■ **Your goal**
Retype everything in the article on Comerica's Frisco office, from "Comerica's space in" down to "with CoStar News.".

■ **Selected excerpt**

━━━━━━━━

One of the nation's largest financial holding companies is getting ready to move employees into its new Dallas-area tech and innovation hub at The Star in Frisco, taking roughly 25% to 33% less space than Comerica's traditional offices and helping set the tone for how the bank will use real estate.
Comerica, a Dallas-based bank with nearly $86 billion in assets at the end of September, opened its 100,000-square-foot office spanning the top three floors of a nearly 300,000-square-foot office tower at 17 Cowboys Way in Frisco, Texas, a fast-growing city about 20 miles north of downtown Dallas. The office building is located at The Star in Frisco, a 91-acre mixed-use development surrounding the global headquarters and practice facility for the NFL's Dallas Cowboys.
Comerica's space in Frisco will become the home of the bank's new business and innovation center, housing numerous employees, including risk and compliance personnel, marketing and human resources workers, finance executives and a small number of wealth management and commercial banking professionals. The hub is the latest real estate evolution of Comerica's workplace design, Amy Pillivant, Comerica's director of corporate real estate and senior vice president, said in an interview with CoStar News.
"Our space is getting smaller, but it's getting better," Pillivant told CoStar News. "We want to invest in our colleagues and make this high-energy location a destination of choice. We want to make sure we can attract and retain the best employees and when they do come into the office, they are excited to come into the facility."
Comerica expects 300 of its employees to move into the new Frisco office by the end of the month, with room to add another 50 employees to the hub over time, Pillivant said. The bank isn't quite calling the office a second headquarters outside of its downtown Dallas office, she said, but it will act in a similar capacity — expanding its office space and offering an alternative workplace for employees typically working in downtown Dallas. The hub will have a place for employees throughout the region to swing by, with flexible, open seating and easy access to Wi-Fi available throughout the office.

━━━━━━━━

■ **Extracted data entries**
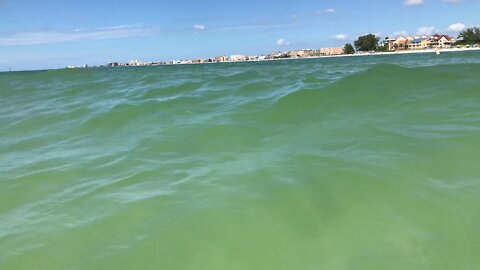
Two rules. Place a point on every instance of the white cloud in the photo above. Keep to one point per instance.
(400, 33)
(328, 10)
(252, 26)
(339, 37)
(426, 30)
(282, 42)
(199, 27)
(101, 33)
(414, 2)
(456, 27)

━━━━━━━━

■ **Answer below**
Comerica's space in Frisco will become the home of the bank's new business and innovation center, housing numerous employees, including risk and compliance personnel, marketing and human resources workers, finance executives and a small number of wealth management and commercial banking professionals. The hub is the latest real estate evolution of Comerica's workplace design, Amy Pillivant, Comerica's director of corporate real estate and senior vice president, said in an interview with CoStar News.